*** EXTRAIT SOURCE

Cette publication d’ensemble marque une progression d’idées qui lui donne un caractère saisissant, et pour ainsi dire dramatique. Mais malgré les différences qu’on relèvera, dans la forme et dans le fond, entre la lettre à l’’Humanité d’août 1914 et les proclamations qui terminent le livre, il s’agit là non pas d’une évolution, mais seulement d’une clarification de pensée. C’est la confession éloquente d’un honnête homme qui, toujours, a donné leur plein sens aux mots, qui a manifesté d’abord une confiance entière, sans arrière-pensée, puis s’est élevé au-dessus de cette « noble candeur »qui fut peut-être celle de M. Wilson et qui fut, à coup sûr, celle des peuples en armes.
L’idéal pour lequel Henri Barbasse est parti volontairement à la guerre, dans les conditions les plus périlleuses pour lui, n’a jamais changé. Mais il a compris, comme d’autres l’ont compris avec lui et surtout après lui, que cet idéal fui trahi par ceux qui en avaient la charge, en même temps que furent trahies les multitudes qui s’y étaient vouées corps et âme.
C’est cette sincérité attestée par ses premières affirmations, cette loyauté sans parti pris qui, autant que sa largeur de vue et son talent, ont assuré à la parole de l’auteur du Feu et de Clarté l’autorité considérable et l’influence mondiale qu’elle exerce actuellement.
La seule modification qui ait été apportée aux textes est le rétablissement des passages supprimés, ou altérés, par la censure.
Lettre au directeur de l’Humanité
(9 août 1914.)

******
*** DONNÉES AFFICHÉES

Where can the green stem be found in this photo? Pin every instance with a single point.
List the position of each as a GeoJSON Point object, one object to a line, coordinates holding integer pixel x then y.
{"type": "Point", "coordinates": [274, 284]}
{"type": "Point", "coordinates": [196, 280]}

******

> OBJECTIF 1:
Veuillez énumérer, s'il vous plaît, les qualités qui, selon l'extrait, ont assuré à la parole de l'auteur son autorité et son influence.
> OBJECTIF 2:
Recopiez le passage de l'extrait qui va de « L’idéal pour lequel » jusqu'à « (9 août 1914.) ».

> RÉPONSE ATTENDUE 1:
- la sincérité
- la loyauté sans parti pris
- la largeur de vue
- le talent

> RÉPONSE ATTENDUE 2:
L’idéal pour lequel Henri Barbasse est parti volontairement à la guerre, dans les conditions les plus périlleuses pour lui, n’a jamais changé. Mais il a compris, comme d’autres l’ont compris avec lui et surtout après lui, que cet idéal fui trahi par ceux qui en avaient la charge, en même temps que furent trahies les multitudes qui s’y étaient vouées corps et âme.
C’est cette sincérité attestée par ses premières affirmations, cette loyauté sans parti pris qui, autant que sa largeur de vue et son talent, ont assuré à la parole de l’auteur du Feu et de Clarté l’autorité considérable et l’influence mondiale qu’elle exerce actuellement.
La seule modification qui ait été apportée aux textes est le rétablissement des passages supprimés, ou altérés, par la censure.
Lettre au directeur de l’Humanité
(9 août 1914.)